Locate the line containing "If you would be willing to indicate the large" in the data below. Reproduce it and every following line up to the end, exactly as given.

··· DATA FOR REVIEW ···

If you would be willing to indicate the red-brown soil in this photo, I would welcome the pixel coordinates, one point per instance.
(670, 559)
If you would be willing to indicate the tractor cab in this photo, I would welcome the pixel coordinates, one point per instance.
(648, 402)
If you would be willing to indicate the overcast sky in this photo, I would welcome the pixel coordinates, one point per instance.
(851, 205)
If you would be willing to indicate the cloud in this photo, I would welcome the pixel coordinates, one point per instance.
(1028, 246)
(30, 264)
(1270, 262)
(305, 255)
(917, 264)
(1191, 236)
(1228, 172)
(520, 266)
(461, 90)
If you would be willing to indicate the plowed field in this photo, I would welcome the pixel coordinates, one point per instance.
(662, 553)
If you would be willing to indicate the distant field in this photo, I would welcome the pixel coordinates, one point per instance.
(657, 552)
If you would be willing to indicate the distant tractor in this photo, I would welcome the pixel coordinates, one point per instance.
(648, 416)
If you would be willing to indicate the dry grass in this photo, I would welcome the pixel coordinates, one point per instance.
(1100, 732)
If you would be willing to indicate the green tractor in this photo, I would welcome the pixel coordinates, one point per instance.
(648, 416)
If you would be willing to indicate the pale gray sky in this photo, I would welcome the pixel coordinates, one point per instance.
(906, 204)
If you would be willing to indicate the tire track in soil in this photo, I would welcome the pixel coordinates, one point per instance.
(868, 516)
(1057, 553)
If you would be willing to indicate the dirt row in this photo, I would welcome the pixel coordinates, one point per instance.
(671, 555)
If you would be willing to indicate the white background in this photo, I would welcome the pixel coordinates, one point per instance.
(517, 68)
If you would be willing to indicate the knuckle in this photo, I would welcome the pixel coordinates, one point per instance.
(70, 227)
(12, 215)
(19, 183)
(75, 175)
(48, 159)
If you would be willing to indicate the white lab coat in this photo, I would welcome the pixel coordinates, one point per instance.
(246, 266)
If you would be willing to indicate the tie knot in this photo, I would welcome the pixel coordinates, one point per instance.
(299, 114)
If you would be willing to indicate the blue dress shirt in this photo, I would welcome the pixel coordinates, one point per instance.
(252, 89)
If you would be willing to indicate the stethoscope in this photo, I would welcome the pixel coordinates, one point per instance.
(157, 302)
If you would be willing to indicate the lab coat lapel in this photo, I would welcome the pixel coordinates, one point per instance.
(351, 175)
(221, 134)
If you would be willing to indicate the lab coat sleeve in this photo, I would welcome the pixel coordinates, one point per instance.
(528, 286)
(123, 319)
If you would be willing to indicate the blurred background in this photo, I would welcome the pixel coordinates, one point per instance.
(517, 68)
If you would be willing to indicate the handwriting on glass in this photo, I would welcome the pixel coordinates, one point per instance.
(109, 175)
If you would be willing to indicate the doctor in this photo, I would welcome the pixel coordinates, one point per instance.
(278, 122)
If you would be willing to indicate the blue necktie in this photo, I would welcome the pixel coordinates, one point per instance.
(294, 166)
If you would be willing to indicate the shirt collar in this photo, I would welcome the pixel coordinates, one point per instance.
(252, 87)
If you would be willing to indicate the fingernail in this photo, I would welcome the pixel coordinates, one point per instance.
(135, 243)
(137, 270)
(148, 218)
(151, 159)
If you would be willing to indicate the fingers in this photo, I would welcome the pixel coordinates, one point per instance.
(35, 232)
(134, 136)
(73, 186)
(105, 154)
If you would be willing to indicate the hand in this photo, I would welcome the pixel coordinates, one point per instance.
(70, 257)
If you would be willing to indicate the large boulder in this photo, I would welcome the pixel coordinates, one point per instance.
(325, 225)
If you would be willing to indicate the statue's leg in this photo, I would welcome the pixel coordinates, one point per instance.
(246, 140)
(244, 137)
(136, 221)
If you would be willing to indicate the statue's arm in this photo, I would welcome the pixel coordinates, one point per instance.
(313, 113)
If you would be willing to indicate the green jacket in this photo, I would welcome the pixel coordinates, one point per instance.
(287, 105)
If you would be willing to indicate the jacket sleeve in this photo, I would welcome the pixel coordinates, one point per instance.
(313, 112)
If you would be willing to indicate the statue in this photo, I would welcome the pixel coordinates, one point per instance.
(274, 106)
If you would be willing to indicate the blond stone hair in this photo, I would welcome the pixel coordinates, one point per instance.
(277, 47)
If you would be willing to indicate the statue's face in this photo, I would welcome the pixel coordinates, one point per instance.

···

▸ EXERCISE SOLUTION:
If you would be willing to indicate the large boulder in this photo, I would welcome the pixel coordinates, one point per instance.
(325, 225)
If you would be willing to indicate the statue's leg in this photo, I would welcome the pixel coordinates, one point per instance.
(246, 140)
(244, 137)
(136, 221)
If you would be willing to indicate the statue's arm in this photo, I would welcome the pixel coordinates, one point per instance.
(313, 113)
If you would be willing to indicate the green jacket in this photo, I would welcome the pixel coordinates, one point per instance.
(287, 105)
If you would be willing to indicate the jacket sleeve in this photo, I would welcome the pixel coordinates, one point per instance.
(313, 112)
If you would be willing to indicate the statue in this photo, I would welcome the pixel coordinates, one point per instance.
(274, 106)
If you would be willing to indicate the blond stone hair in this photo, I would welcome the pixel coordinates, one point per instance.
(277, 47)
If you would be willing to indicate the statue's face in this photo, I would welcome the pixel coordinates, one point per instance.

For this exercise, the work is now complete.